● Task to carry out
Nothing before the line containing "of the window" belongs in the answer; quote that line and all lines after it through the end of the material, word for word.

___ Data for review ___

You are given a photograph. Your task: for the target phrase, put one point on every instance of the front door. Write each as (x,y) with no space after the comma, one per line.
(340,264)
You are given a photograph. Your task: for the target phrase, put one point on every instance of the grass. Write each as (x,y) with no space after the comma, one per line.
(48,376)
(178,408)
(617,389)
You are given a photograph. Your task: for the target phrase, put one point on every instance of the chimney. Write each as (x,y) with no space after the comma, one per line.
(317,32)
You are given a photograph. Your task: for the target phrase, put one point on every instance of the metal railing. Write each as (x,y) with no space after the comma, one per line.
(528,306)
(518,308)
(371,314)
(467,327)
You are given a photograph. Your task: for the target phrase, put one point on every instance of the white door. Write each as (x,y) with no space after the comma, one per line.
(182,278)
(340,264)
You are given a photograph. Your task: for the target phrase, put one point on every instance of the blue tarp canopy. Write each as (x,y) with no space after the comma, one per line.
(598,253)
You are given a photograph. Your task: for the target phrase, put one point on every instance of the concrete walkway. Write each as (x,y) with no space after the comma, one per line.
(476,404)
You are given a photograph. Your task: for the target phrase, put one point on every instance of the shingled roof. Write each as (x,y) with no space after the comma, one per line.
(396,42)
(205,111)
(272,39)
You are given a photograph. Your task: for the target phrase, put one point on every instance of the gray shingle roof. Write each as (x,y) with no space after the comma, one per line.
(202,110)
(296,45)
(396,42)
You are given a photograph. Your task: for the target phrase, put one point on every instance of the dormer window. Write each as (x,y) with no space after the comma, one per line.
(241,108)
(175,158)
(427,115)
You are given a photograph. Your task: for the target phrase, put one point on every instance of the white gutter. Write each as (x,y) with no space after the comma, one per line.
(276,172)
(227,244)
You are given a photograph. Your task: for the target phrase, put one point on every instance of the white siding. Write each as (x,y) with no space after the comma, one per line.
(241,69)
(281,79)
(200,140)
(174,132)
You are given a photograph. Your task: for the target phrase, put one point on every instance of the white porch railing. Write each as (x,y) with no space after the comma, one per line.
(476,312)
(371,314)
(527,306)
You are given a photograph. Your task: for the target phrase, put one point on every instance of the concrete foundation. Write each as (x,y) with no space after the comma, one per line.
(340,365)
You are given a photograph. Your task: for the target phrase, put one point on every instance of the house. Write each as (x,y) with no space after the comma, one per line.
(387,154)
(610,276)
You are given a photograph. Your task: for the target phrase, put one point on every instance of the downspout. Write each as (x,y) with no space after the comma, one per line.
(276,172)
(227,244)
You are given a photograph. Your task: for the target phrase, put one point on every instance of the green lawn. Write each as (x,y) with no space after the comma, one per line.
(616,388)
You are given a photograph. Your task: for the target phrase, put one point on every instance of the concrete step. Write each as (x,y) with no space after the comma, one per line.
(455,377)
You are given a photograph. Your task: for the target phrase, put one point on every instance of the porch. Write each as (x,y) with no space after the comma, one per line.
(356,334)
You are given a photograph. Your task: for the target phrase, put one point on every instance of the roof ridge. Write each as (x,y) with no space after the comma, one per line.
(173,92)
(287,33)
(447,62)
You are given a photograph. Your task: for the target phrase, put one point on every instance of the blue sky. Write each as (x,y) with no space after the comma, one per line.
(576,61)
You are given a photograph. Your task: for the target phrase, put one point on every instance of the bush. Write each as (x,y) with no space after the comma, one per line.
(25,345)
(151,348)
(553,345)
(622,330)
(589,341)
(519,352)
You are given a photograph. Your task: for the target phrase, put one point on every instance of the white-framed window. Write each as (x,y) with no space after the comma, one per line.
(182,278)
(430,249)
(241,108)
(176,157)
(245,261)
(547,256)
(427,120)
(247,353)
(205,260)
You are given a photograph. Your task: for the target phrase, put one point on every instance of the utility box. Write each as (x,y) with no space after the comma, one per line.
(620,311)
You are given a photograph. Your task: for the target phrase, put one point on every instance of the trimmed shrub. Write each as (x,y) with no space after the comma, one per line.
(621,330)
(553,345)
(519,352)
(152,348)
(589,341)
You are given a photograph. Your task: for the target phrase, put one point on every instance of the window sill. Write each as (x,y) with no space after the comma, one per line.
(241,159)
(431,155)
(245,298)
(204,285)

___

● The answer
You are given a photograph. Your task: for the target phrase, put one point on every instance of the window sill. Write each as (x,y) with no space after the comma, one per line.
(241,159)
(431,155)
(245,298)
(204,285)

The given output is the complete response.